[Aim of the task]
Render the rows from the line containing "If it's not too much trouble, could you box the dense" through the line containing "[76,68,136,148]" as a numbered list, omitting any blank lines.

[Supplied data]
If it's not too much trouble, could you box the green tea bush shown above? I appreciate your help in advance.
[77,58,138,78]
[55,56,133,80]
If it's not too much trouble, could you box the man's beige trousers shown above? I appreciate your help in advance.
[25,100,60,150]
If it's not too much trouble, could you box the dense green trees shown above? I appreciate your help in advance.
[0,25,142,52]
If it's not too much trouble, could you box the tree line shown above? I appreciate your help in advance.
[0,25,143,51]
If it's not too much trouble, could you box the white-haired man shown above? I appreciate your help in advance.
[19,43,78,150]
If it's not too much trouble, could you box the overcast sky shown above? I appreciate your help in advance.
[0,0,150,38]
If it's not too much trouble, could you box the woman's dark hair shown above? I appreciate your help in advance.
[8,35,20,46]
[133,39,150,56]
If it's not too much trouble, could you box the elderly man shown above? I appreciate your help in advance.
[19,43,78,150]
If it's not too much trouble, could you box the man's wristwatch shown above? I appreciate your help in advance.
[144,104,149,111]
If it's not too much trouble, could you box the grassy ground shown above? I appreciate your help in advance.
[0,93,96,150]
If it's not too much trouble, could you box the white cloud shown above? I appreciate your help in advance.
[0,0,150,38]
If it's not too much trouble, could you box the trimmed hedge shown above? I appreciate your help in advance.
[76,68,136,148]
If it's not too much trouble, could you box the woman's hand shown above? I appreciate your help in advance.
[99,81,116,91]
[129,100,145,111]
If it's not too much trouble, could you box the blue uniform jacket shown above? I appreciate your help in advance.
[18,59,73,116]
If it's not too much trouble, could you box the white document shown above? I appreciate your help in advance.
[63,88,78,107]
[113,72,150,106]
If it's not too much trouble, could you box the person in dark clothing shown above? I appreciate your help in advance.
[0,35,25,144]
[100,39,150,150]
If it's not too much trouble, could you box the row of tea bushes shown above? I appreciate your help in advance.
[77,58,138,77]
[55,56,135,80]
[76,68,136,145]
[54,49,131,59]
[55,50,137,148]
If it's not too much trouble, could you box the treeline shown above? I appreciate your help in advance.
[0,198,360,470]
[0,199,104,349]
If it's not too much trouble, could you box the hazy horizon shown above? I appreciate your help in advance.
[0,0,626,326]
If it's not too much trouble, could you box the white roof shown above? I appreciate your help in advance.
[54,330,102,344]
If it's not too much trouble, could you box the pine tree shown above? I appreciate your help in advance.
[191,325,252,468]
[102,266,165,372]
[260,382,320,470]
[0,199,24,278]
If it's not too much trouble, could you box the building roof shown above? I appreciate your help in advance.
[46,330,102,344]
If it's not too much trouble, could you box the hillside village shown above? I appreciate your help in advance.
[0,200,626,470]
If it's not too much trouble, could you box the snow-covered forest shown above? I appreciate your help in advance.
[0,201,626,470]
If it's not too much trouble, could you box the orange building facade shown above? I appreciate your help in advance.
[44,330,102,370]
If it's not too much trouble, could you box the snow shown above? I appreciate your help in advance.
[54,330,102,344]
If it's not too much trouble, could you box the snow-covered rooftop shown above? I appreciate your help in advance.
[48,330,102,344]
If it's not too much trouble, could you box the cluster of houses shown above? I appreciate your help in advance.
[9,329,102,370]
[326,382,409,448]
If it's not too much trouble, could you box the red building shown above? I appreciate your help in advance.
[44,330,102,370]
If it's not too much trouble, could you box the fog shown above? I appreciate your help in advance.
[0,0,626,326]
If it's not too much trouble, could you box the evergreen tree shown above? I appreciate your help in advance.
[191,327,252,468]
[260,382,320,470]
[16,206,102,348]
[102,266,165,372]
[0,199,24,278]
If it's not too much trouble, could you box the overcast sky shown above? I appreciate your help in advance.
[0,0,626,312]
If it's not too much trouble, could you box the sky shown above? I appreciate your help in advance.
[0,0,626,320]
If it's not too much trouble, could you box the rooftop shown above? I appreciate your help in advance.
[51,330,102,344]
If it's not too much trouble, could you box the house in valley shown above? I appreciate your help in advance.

--

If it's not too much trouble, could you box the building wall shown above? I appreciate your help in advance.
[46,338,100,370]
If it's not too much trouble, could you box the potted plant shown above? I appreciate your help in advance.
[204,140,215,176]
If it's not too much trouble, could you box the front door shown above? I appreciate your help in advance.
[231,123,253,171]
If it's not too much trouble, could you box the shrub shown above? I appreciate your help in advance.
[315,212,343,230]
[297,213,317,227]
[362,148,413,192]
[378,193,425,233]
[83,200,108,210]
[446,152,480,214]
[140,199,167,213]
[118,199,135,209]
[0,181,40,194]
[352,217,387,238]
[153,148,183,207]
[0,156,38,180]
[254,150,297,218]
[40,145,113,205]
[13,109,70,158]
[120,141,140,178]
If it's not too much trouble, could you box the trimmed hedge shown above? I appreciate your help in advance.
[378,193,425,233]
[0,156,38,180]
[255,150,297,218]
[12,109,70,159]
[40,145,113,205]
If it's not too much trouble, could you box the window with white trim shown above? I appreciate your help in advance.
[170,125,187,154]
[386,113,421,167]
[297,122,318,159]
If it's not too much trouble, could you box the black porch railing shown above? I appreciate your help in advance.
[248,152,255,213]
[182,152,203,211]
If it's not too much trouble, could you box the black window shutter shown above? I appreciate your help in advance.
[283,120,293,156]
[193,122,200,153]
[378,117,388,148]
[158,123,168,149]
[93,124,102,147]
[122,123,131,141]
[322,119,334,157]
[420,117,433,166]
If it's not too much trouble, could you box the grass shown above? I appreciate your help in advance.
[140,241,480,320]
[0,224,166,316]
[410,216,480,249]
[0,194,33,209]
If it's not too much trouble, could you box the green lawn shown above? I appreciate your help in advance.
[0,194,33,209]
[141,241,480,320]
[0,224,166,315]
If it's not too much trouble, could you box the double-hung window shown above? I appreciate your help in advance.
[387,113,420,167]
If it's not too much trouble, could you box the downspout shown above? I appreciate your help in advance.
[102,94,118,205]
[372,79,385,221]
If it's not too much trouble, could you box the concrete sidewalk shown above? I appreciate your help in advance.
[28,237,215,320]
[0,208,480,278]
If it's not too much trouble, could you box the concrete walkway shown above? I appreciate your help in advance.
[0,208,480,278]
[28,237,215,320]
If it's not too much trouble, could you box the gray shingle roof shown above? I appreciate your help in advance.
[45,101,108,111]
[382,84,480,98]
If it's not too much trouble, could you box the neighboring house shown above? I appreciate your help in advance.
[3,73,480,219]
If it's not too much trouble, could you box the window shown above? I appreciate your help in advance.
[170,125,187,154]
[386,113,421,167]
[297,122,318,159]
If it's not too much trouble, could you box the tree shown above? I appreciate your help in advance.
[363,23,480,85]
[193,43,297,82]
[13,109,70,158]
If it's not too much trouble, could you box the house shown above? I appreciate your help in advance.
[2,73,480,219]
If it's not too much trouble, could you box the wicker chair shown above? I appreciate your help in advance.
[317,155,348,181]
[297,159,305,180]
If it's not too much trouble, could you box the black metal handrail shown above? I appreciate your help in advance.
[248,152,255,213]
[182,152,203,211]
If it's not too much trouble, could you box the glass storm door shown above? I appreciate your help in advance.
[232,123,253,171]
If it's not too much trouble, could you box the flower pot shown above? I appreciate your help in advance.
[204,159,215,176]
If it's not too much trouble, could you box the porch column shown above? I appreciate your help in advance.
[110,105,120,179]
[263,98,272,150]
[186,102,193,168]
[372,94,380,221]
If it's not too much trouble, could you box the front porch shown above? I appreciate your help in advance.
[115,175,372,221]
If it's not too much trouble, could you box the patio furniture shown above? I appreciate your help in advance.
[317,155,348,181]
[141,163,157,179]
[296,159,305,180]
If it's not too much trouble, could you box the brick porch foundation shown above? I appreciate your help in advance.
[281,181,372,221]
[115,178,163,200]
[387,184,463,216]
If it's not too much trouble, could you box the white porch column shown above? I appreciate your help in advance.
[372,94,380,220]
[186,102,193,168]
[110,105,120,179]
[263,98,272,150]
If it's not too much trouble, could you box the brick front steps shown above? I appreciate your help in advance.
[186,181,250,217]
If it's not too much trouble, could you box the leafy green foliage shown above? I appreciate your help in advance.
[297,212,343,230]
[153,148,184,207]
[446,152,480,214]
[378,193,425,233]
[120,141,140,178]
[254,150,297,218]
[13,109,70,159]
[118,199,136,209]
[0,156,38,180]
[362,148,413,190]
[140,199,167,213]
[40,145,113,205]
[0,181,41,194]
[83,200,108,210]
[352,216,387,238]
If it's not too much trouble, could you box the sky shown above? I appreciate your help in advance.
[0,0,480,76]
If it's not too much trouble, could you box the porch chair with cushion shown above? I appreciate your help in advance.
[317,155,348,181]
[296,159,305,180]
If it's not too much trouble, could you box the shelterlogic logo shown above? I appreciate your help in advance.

* * *

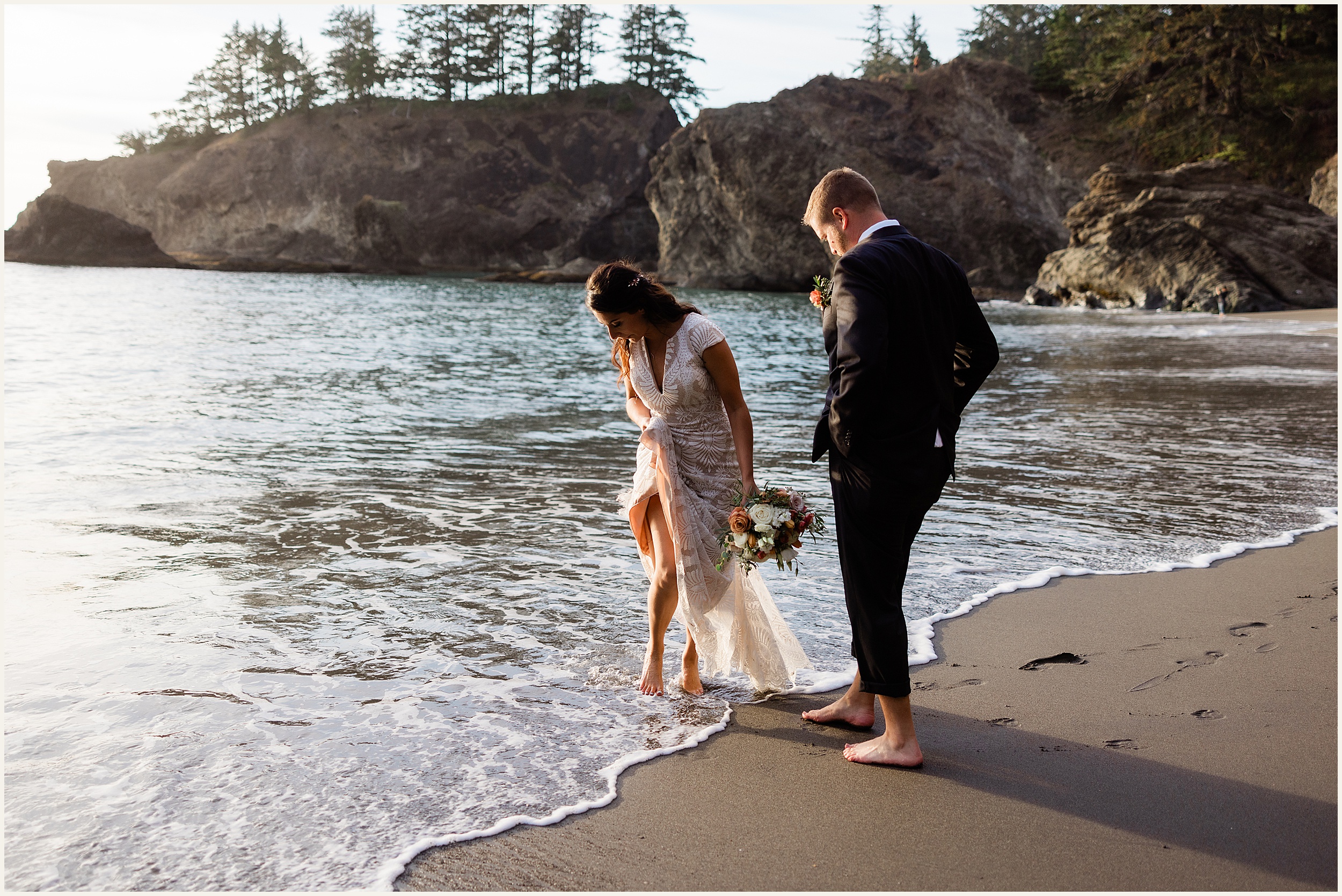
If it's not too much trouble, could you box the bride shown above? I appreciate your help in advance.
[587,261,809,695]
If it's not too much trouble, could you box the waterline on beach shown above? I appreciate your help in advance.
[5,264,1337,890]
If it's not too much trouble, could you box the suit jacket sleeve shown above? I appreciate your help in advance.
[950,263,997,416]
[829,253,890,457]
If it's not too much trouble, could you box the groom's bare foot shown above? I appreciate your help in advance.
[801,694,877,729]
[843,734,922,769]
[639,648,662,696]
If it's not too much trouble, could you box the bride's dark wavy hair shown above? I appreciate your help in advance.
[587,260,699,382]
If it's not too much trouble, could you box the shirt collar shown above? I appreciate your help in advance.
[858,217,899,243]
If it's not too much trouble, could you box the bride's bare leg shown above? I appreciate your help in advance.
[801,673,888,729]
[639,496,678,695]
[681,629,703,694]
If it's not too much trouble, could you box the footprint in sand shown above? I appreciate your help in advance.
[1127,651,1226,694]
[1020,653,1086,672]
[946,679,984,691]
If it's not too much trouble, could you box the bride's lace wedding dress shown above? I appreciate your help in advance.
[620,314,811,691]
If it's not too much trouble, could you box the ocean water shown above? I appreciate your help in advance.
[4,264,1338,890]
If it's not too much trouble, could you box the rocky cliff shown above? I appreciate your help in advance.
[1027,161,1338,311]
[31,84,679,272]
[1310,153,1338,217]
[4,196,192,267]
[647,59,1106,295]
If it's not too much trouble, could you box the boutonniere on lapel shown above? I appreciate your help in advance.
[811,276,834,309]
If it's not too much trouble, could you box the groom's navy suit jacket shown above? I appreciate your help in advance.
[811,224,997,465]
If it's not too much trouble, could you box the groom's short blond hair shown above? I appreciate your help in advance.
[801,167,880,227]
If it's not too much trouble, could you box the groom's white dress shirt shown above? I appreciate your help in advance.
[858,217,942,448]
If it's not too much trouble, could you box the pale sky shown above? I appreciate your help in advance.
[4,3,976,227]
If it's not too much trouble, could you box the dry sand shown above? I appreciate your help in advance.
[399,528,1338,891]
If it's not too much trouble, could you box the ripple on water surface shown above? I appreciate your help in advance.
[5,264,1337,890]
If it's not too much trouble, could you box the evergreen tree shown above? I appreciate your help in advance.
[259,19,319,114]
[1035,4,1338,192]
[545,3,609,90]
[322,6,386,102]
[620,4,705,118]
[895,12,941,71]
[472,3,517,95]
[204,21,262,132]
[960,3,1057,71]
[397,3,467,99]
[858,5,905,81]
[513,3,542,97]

[In response]
1. If it's not too much trouble, could you box the dense green trees shown above? I appreciate your help in advance.
2. [0,25,142,52]
3. If it's not too much trouble, could you box the tree line shown above? I appreciate your help in advance.
4. [0,25,143,51]
5. If it's not too much trouble, could you box the white-haired man shown above? I appreciate your help in advance.
6. [19,43,78,150]
7. If it's not too much trouble, could you box the overcast sky shown above? I appreciate your help in advance.
8. [0,0,150,38]
9. If it's not too much trouble, could you box the woman's dark hair shown above? I appreciate your help in advance.
10. [8,35,20,46]
11. [133,39,150,56]
12. If it's not too much trouble, could you box the elderly man shown above? I appreciate your help in advance.
13. [19,43,78,150]
14. If it's not too much trouble, could you box the man's wristwatch shown above? I appreciate your help in advance.
15. [144,104,149,111]
16. If it's not too much trouble, could you box the grassy ground shown above? I appreciate your help in advance.
17. [0,93,96,150]
18. If it's not too much trouble, could you box the white cloud shown above? I appreciate your help in advance.
19. [0,0,150,38]
20. If it's not too much trouble, could you box the trimmed hedge shown above? I appreciate your help in advance.
21. [76,68,136,148]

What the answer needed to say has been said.